Update the records below so that "thin trunk" becomes "slender trunk", with every other line unchanged. Leave the pictures out of your answer.
>> begin Data provided
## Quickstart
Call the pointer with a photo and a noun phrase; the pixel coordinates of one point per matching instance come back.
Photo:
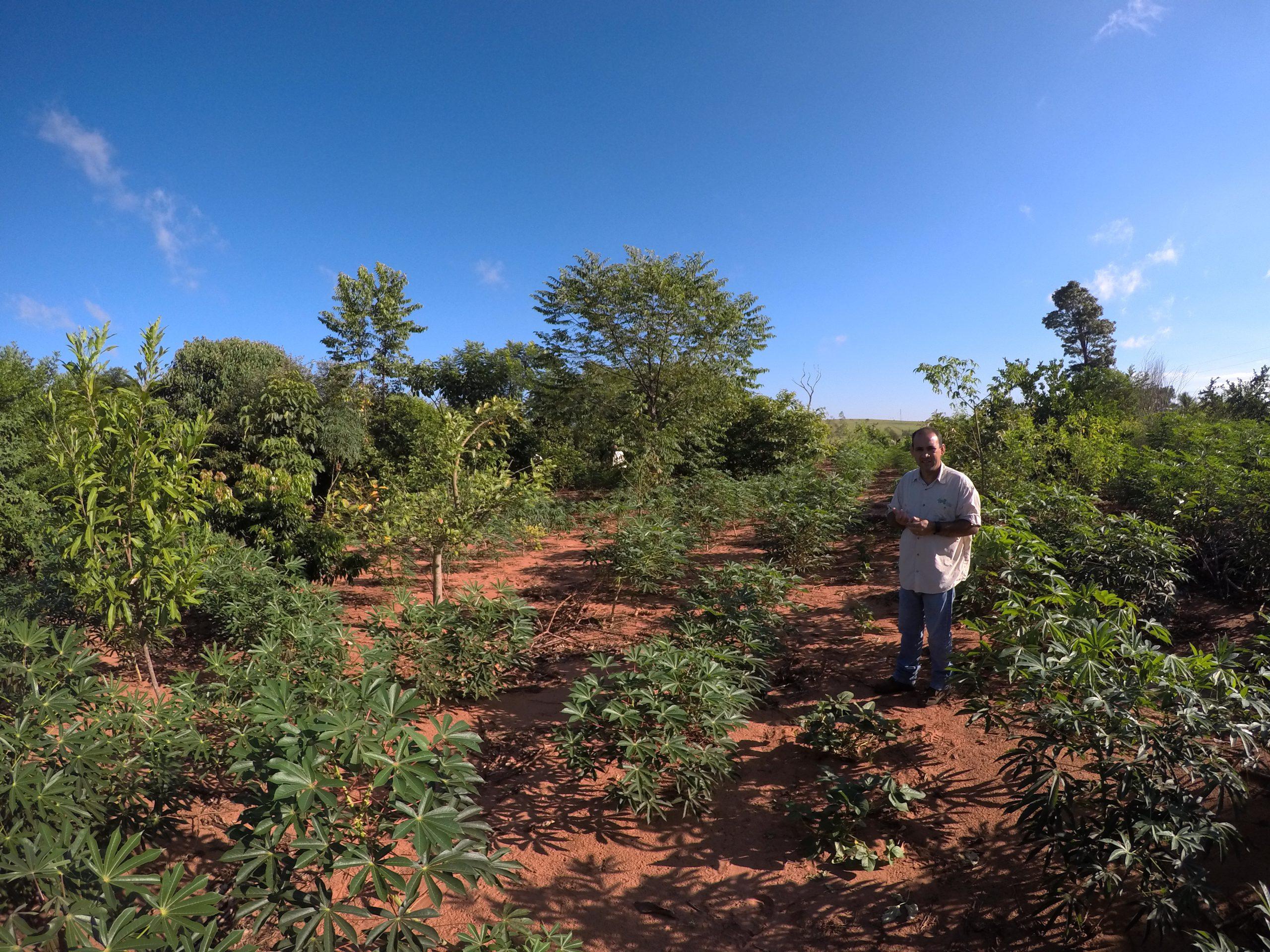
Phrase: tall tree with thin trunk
(130, 504)
(371, 327)
(1079, 321)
>> end Data provided
> Exercise answer
## Quickstart
Call the pointer with a photo and a noun phrase; the pixel coordinates of one point per matching instance come back.
Photo:
Phrase: tall tree with slender trunk
(130, 504)
(371, 327)
(1079, 321)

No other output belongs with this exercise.